▶ THE RECORDS

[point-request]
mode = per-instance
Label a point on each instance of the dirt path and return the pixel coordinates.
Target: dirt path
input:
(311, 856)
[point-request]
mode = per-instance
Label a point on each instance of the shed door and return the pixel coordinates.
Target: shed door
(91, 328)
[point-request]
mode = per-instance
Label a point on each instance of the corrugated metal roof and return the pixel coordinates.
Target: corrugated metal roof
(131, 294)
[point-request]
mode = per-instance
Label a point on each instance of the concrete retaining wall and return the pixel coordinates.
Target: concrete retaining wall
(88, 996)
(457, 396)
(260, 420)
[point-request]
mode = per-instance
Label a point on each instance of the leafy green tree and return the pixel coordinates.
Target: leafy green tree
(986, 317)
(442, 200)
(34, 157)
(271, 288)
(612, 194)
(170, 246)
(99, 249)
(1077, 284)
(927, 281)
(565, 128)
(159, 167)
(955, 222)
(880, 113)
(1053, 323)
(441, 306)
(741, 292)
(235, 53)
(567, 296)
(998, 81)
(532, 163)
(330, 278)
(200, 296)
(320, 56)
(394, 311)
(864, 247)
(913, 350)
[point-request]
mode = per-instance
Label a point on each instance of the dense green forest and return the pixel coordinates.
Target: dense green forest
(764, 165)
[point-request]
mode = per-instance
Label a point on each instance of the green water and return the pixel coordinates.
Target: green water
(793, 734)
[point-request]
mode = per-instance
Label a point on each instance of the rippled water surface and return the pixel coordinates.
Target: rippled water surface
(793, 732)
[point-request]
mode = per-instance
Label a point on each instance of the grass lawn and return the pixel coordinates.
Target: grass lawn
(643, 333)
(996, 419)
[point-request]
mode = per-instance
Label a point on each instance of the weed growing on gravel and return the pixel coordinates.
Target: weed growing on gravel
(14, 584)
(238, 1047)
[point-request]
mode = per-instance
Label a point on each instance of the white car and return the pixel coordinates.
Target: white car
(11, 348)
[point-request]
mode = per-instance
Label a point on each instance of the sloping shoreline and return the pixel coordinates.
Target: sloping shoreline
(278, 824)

▶ WRITTEN INSTRUCTION
Retype every one of the records above, keeping each line word for word and in the same order.

▶ EXERCISE ANSWER
[point-request]
mode = per-instance
Label a point on each instance of the dirt path and return the pixel coordinates.
Target: dirt path
input:
(311, 856)
[point-request]
mode = per-instance
Label a point on each instance of the shed door and return the pixel coordinates.
Target: shed door
(91, 328)
[point-request]
mode = per-instance
Label a point on each instance of the corrugated metal roof and return the pixel coordinates.
Target: corrugated metal roof
(131, 294)
[point-request]
mode = per-instance
Label a point on each instance of the concrete retaining wall and return the pixel coordinates.
Target: concrete retaining wall
(88, 996)
(457, 396)
(260, 420)
[point-request]
mode = per-instance
Label a point on each instance of the leafy green tree and return the pixel coordinates.
Target: leafy green tree
(986, 317)
(442, 200)
(34, 157)
(271, 288)
(612, 194)
(170, 246)
(99, 249)
(1077, 284)
(927, 281)
(565, 128)
(159, 167)
(955, 222)
(880, 113)
(1053, 323)
(441, 306)
(741, 292)
(235, 53)
(567, 296)
(998, 81)
(532, 163)
(330, 278)
(200, 296)
(320, 56)
(394, 311)
(864, 247)
(913, 350)
[point-request]
mode = per-instance
Label a point on each instance of the dense green forest and return the pixel coordinates.
Target: dense green forest
(764, 165)
[point-request]
mode = per-instance
Label a point on each instance of the green water and return the pixel coordinates.
Target: green water
(793, 734)
[point-request]
mode = per-instance
Label a point on each instance of the rippled water surface and return the pixel coordinates.
Target: rippled water surface
(793, 732)
[point-request]
mode = per-instance
Label a point on each instance of the grass lawn and return the pixel coordinates.
Target: grass lawn
(643, 333)
(996, 419)
[point-request]
mode = per-instance
Label a point on each instance of the weed growing on gravel and return the pixel coordinates.
Target: weed growing on gravel
(14, 584)
(238, 1047)
[point-request]
mode = per-instance
Label a point on each instance of the white car and return the pixel coordinates.
Target: white car
(11, 348)
[point-request]
mode = per-instance
Label a point on each instance of the sloping shoreline and return the pixel coordinates.
Target: sloping shoreline
(278, 824)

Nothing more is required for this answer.